(Records of labeled points)
⟨
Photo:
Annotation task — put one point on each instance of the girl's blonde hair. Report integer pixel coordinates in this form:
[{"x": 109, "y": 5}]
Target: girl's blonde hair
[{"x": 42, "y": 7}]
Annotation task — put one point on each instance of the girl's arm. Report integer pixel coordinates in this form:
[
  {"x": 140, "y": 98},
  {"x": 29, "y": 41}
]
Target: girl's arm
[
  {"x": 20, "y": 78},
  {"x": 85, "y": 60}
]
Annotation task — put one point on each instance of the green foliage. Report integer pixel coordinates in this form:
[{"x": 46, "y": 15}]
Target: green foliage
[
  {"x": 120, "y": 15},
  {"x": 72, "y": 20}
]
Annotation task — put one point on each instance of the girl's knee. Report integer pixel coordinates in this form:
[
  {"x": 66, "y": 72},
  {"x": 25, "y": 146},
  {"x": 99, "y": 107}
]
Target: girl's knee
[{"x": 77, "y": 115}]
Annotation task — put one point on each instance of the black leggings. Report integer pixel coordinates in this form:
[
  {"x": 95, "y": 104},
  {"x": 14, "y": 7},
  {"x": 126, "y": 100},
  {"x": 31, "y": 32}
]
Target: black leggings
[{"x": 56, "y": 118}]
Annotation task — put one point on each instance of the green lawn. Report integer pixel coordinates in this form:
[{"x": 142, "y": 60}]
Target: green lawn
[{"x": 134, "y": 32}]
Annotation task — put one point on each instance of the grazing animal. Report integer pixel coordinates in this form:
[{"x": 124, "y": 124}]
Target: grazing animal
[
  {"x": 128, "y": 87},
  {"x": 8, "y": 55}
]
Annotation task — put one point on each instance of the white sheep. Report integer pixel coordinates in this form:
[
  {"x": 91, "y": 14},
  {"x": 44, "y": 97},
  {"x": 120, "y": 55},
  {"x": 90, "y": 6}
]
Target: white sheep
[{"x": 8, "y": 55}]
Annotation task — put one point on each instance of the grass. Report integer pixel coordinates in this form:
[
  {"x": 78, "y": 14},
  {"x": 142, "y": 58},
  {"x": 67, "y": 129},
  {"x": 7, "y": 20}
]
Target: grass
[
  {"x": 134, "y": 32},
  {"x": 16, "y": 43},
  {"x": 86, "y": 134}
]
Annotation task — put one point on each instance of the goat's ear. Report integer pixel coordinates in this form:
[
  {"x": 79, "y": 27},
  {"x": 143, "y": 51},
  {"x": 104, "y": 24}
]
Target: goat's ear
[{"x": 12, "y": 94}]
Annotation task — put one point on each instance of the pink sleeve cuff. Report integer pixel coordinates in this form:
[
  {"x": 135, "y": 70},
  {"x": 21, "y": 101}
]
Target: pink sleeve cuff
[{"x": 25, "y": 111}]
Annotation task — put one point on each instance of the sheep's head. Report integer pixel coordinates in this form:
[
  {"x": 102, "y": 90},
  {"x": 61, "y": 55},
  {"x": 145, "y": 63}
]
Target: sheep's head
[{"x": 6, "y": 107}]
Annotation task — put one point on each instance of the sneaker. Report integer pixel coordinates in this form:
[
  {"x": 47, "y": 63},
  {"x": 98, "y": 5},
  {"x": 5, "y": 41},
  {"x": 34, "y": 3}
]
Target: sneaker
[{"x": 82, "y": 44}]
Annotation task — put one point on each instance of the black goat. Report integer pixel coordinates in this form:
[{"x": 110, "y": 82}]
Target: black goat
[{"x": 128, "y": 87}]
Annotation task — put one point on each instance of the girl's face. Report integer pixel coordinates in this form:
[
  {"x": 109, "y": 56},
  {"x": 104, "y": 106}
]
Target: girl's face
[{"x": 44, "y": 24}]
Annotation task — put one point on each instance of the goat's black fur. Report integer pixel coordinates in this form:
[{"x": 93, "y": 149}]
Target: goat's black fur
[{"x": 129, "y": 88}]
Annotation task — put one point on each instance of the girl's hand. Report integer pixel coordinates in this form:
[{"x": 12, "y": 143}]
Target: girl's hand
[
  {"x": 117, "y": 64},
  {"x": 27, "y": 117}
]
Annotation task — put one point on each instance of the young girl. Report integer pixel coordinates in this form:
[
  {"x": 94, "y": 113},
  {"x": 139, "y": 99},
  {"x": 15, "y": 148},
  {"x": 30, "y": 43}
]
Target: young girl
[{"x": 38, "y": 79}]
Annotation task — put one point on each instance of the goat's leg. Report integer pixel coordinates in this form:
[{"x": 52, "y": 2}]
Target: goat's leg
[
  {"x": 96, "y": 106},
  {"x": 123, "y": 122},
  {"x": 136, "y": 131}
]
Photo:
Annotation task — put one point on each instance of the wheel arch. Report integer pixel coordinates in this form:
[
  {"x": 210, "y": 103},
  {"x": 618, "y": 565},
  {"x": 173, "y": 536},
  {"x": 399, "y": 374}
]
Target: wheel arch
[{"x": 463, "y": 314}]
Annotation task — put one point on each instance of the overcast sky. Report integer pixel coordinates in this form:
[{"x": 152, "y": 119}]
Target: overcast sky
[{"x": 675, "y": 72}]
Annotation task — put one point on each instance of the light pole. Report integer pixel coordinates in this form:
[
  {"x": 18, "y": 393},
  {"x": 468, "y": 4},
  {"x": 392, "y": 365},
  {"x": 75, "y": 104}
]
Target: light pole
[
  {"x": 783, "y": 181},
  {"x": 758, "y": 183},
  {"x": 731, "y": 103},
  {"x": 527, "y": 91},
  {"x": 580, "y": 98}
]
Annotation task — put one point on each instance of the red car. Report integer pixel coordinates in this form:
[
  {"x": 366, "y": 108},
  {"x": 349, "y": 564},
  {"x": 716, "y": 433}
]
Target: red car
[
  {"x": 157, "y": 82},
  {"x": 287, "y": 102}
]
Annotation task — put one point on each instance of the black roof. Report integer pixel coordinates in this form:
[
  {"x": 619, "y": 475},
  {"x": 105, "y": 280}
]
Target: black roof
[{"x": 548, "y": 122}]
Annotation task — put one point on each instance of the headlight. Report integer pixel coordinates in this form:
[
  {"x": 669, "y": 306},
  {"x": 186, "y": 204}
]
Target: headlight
⟩
What you are asked to do: Extract all of the data shown above without alteration.

Answer in full:
Photo:
Annotation task — put one point on each instance of the girl's blonde hair. Report integer pixel coordinates in this form:
[{"x": 109, "y": 5}]
Target: girl's blonde hair
[{"x": 42, "y": 7}]
Annotation task — put one point on each instance of the girl's arm. Report integer pixel coordinates in this form:
[
  {"x": 140, "y": 98},
  {"x": 29, "y": 41}
]
Target: girl's arm
[
  {"x": 20, "y": 78},
  {"x": 85, "y": 60}
]
Annotation task — put one point on each instance of the green foliage. Report integer pixel coordinates in this form:
[{"x": 46, "y": 15}]
Target: green foliage
[
  {"x": 120, "y": 15},
  {"x": 72, "y": 20}
]
Annotation task — put one point on each instance of the girl's knee. Report integer pixel coordinates in this form:
[
  {"x": 66, "y": 72},
  {"x": 25, "y": 146},
  {"x": 99, "y": 107}
]
Target: girl's knee
[{"x": 77, "y": 115}]
Annotation task — put one point on each instance of the black leggings. Report integer pixel coordinates in this form:
[
  {"x": 95, "y": 104},
  {"x": 14, "y": 7},
  {"x": 126, "y": 100},
  {"x": 31, "y": 32}
]
Target: black leggings
[{"x": 56, "y": 118}]
Annotation task — put one point on each instance of the green lawn. Report integer pixel coordinates in this form:
[{"x": 142, "y": 60}]
Target: green lawn
[{"x": 134, "y": 32}]
Annotation task — put one point on each instance of the grazing animal. Report integer pixel coordinates in this form:
[{"x": 124, "y": 124}]
Target: grazing animal
[
  {"x": 128, "y": 87},
  {"x": 8, "y": 55}
]
Annotation task — put one point on each instance of the white sheep. Report integer pixel coordinates in this form:
[
  {"x": 91, "y": 14},
  {"x": 44, "y": 97},
  {"x": 120, "y": 55},
  {"x": 90, "y": 6}
]
Target: white sheep
[{"x": 8, "y": 55}]
Annotation task — put one point on each instance of the grass. Report integer pixel coordinates in this form:
[
  {"x": 78, "y": 14},
  {"x": 142, "y": 58},
  {"x": 67, "y": 129},
  {"x": 7, "y": 20}
]
Target: grass
[
  {"x": 134, "y": 32},
  {"x": 16, "y": 43},
  {"x": 86, "y": 134}
]
Annotation task — put one point on each instance of the goat's ear. Report integer pixel coordinates in this form:
[
  {"x": 79, "y": 27},
  {"x": 143, "y": 51},
  {"x": 104, "y": 24}
]
Target: goat's ear
[{"x": 12, "y": 94}]
Annotation task — put one point on each instance of the pink sleeve cuff. Report integer pixel coordinates in this form:
[
  {"x": 135, "y": 70},
  {"x": 21, "y": 101}
]
Target: pink sleeve cuff
[{"x": 25, "y": 111}]
Annotation task — put one point on each instance of the sheep's head. Report integer pixel coordinates in this form:
[
  {"x": 102, "y": 90},
  {"x": 61, "y": 55},
  {"x": 145, "y": 63}
]
Target: sheep's head
[{"x": 6, "y": 107}]
Annotation task — put one point on each instance of the sneaker. Report integer pixel coordinates in this form:
[
  {"x": 47, "y": 63},
  {"x": 98, "y": 5},
  {"x": 5, "y": 41},
  {"x": 34, "y": 3}
]
Target: sneaker
[{"x": 82, "y": 44}]
Annotation task — put one point on each instance of the black goat. Report integer pixel coordinates in this form:
[{"x": 110, "y": 82}]
Target: black goat
[{"x": 128, "y": 87}]
Annotation task — put one point on each instance of the girl's face. Report integer pixel coordinates in this form:
[
  {"x": 109, "y": 56},
  {"x": 104, "y": 106}
]
Target: girl's face
[{"x": 44, "y": 24}]
Annotation task — put one point on each instance of the goat's black fur. Report integer pixel coordinates in this form:
[{"x": 93, "y": 149}]
Target: goat's black fur
[{"x": 129, "y": 88}]
Annotation task — put one point on each instance of the girl's hand. Report integer pixel coordinates in this form:
[{"x": 12, "y": 143}]
Target: girl's hand
[
  {"x": 117, "y": 64},
  {"x": 27, "y": 117}
]
Annotation task — put one point on each instance of the young girl. Report integer pixel coordinates in this form:
[
  {"x": 94, "y": 113},
  {"x": 139, "y": 99},
  {"x": 15, "y": 148},
  {"x": 30, "y": 43}
]
Target: young girl
[{"x": 38, "y": 79}]
Annotation task — put one point on each instance of the goat's leg. Report integer pixel coordinates in this form:
[{"x": 52, "y": 2}]
Target: goat's leg
[
  {"x": 96, "y": 106},
  {"x": 123, "y": 122},
  {"x": 136, "y": 131}
]
Photo:
Annotation task — put one point on each instance of the wheel arch. Report integer pixel coordinates in this form:
[
  {"x": 210, "y": 103},
  {"x": 618, "y": 565},
  {"x": 173, "y": 536},
  {"x": 399, "y": 374}
]
Target: wheel arch
[{"x": 463, "y": 314}]
Annotation task — put one point on each instance of the overcast sky. Report integer pixel coordinates in this form:
[{"x": 152, "y": 119}]
Target: overcast sky
[{"x": 675, "y": 72}]
Annotation task — put one point on each instance of the light pole. Report integer pixel coordinates in this form:
[
  {"x": 18, "y": 393},
  {"x": 468, "y": 4},
  {"x": 392, "y": 365},
  {"x": 75, "y": 104}
]
Target: light pole
[
  {"x": 783, "y": 181},
  {"x": 758, "y": 183},
  {"x": 731, "y": 103},
  {"x": 527, "y": 91},
  {"x": 580, "y": 98}
]
Annotation task — put one point on each instance of the red car. Report integer pixel coordinates in this form:
[
  {"x": 366, "y": 108},
  {"x": 349, "y": 564},
  {"x": 716, "y": 433}
]
Target: red car
[
  {"x": 157, "y": 82},
  {"x": 287, "y": 102}
]
Annotation task — put one point on each instance of the black roof. Report integer pixel coordinates in this form:
[
  {"x": 619, "y": 475},
  {"x": 105, "y": 280}
]
Target: black roof
[{"x": 548, "y": 122}]
Annotation task — put one point on each instance of the headlight. Report integer pixel coordinates in this form:
[
  {"x": 669, "y": 306},
  {"x": 186, "y": 204}
]
Target: headlight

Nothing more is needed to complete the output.